**Short task**
Only the lines from the line holding "Task: place one point on each instance of the white pillow" through the final line of the entries below are to be returned, exactly as they stand.

── Raw data

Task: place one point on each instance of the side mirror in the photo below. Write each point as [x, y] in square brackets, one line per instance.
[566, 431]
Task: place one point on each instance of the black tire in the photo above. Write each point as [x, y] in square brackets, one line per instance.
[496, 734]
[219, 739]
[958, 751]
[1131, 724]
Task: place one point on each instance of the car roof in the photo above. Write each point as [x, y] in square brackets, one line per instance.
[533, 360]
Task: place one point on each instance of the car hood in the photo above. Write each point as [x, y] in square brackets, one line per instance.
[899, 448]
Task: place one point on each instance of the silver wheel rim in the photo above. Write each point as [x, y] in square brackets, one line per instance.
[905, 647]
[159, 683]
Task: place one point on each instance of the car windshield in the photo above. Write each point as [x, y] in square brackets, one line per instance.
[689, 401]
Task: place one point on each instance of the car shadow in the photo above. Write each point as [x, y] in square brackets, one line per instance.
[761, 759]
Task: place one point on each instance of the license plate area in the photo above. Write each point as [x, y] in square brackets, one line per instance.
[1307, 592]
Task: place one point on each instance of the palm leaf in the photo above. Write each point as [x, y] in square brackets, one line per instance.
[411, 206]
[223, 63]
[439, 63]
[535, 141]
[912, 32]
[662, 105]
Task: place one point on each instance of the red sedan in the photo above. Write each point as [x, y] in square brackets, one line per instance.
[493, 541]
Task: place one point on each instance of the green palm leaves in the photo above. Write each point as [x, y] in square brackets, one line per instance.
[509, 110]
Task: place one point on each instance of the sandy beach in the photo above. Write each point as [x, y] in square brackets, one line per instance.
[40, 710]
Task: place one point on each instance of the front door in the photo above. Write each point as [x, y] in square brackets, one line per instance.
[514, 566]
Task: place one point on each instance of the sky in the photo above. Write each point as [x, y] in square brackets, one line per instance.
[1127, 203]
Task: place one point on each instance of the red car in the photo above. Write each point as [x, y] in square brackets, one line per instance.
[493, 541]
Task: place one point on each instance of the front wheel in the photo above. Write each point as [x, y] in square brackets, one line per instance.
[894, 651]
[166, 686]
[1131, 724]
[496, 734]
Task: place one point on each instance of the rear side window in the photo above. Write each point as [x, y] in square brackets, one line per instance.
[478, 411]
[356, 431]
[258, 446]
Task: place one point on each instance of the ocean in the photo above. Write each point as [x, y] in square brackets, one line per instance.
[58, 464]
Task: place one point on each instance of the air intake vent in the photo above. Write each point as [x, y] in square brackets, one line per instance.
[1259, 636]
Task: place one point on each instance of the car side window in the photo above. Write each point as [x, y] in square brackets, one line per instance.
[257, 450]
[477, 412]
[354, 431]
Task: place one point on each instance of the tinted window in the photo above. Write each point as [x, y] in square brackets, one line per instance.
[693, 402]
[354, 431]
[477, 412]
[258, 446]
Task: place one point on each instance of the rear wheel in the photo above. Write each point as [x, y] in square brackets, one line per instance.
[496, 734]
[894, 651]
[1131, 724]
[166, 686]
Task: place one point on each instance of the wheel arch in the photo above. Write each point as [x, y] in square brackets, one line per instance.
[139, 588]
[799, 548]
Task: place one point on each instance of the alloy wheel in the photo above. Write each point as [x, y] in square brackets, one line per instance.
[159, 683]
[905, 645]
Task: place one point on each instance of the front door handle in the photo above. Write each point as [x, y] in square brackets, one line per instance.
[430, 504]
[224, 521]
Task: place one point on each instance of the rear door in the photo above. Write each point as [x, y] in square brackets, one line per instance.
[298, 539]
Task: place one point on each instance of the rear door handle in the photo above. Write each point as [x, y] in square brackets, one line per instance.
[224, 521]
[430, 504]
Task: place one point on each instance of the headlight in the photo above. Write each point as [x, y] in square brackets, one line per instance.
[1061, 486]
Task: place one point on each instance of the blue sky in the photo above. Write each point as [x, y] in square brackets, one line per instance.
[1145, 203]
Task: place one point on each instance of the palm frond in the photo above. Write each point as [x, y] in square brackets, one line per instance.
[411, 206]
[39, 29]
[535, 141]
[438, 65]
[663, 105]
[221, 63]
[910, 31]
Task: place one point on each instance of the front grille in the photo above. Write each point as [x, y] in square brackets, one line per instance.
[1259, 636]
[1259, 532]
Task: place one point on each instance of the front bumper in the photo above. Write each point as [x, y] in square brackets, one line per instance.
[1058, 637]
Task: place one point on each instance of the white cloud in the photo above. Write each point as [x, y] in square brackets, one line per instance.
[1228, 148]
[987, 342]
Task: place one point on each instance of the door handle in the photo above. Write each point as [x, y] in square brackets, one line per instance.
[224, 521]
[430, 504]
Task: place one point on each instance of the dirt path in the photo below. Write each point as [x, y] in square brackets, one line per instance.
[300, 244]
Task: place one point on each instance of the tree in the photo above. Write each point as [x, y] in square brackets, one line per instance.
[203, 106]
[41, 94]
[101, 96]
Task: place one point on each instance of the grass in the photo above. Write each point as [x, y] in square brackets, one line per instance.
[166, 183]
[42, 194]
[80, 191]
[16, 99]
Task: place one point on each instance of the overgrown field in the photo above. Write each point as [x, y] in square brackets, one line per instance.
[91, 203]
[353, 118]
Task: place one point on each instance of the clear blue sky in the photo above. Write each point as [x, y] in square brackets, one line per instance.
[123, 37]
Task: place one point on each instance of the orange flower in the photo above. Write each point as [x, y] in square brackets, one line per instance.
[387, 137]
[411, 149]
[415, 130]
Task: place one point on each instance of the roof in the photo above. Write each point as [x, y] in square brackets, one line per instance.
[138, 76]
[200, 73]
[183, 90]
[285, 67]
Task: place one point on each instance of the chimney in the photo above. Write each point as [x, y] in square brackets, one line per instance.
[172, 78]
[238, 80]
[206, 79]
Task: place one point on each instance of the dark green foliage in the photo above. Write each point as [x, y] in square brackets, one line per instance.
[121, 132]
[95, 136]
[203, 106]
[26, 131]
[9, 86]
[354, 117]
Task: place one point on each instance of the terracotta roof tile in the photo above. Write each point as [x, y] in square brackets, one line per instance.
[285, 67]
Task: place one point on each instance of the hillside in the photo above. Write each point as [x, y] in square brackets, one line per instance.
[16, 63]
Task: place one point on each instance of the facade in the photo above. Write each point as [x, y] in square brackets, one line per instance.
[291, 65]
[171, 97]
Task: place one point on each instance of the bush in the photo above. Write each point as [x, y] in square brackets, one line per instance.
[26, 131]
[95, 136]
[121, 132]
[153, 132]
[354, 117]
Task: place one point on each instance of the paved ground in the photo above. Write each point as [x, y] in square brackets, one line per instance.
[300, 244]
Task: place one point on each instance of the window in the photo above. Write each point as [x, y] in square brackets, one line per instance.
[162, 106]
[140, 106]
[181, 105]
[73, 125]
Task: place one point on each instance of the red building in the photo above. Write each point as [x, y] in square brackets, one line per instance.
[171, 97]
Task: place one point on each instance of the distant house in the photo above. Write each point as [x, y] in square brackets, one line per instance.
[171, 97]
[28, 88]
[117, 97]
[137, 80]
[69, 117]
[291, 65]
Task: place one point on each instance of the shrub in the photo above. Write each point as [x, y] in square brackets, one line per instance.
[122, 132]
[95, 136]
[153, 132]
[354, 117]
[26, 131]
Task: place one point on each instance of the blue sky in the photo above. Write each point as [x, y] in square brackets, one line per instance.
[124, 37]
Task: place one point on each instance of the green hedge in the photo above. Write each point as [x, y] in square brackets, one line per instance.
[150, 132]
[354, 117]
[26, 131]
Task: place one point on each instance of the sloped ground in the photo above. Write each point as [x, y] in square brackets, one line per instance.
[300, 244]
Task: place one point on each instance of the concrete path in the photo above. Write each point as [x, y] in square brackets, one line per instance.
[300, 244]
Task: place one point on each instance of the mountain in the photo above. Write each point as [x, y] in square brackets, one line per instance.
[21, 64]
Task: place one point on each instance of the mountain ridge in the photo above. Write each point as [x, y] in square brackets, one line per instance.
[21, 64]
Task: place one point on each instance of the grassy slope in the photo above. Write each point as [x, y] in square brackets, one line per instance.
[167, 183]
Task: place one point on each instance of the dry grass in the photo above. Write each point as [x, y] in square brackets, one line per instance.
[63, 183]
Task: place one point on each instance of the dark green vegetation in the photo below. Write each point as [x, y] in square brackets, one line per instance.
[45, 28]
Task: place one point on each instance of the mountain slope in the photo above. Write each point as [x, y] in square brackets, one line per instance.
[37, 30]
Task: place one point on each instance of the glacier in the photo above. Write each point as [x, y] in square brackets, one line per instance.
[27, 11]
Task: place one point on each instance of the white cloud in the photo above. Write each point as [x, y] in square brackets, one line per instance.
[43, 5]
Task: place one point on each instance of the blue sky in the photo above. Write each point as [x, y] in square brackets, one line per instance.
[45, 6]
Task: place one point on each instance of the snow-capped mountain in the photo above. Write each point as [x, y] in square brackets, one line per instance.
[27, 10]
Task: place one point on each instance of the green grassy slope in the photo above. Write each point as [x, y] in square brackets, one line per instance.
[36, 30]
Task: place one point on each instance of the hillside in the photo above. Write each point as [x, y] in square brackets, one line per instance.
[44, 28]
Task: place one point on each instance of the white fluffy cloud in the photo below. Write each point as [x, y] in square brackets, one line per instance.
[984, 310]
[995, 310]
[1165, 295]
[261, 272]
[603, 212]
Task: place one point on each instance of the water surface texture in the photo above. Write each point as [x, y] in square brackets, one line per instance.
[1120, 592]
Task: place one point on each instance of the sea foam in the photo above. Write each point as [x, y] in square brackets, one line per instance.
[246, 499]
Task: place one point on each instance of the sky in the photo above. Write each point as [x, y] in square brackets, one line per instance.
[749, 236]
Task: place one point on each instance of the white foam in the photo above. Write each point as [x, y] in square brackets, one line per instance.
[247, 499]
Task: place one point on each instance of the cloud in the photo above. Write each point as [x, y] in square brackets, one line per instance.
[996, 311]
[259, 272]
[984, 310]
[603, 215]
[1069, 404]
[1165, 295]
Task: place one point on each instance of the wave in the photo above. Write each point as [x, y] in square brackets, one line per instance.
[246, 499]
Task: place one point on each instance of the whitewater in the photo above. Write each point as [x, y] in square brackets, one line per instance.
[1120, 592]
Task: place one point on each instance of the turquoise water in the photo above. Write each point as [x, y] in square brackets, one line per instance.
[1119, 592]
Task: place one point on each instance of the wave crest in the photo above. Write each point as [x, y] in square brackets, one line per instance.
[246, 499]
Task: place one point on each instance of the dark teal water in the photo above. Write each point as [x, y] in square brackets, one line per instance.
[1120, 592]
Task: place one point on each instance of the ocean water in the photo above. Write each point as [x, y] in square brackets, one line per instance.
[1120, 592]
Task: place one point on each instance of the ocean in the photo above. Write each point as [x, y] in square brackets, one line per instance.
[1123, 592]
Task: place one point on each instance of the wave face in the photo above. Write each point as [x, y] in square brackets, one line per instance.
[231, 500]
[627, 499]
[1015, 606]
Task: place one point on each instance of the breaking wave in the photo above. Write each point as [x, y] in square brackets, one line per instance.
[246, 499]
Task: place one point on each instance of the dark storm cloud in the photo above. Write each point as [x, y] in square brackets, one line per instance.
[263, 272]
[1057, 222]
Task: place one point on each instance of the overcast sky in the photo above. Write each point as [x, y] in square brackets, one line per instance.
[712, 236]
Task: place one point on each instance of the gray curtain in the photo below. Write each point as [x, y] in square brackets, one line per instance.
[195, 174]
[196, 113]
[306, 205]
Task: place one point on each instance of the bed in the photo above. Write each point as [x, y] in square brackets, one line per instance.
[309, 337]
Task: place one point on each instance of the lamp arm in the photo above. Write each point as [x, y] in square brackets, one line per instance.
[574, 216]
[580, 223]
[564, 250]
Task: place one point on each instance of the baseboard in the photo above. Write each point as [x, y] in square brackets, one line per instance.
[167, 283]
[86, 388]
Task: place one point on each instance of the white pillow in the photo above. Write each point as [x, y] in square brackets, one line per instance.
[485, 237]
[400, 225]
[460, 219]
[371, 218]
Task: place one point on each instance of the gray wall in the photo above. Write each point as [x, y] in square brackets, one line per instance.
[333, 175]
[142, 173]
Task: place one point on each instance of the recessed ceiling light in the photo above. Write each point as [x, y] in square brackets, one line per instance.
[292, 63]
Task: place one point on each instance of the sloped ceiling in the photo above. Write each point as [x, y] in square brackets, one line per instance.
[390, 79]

────

**Answer to this problem**
Task: place one point on each instance of the white pillow in the photo above. Write each point as [x, y] in square brackets, one line per instance.
[485, 237]
[400, 225]
[460, 219]
[371, 218]
Task: place one point on each instance of the gray wall in the photo above. Write each point as [x, y] in square brackets, one line per instance.
[333, 175]
[142, 173]
Task: place one point on each instance of the recessed ceiling light in the photo above. Write each point as [x, y] in square brackets, one line per instance.
[292, 63]
Task: place one point on each instance of the sloped ceiling in the photo above. Write each point as [x, y] in square brackets, one line per instance.
[390, 79]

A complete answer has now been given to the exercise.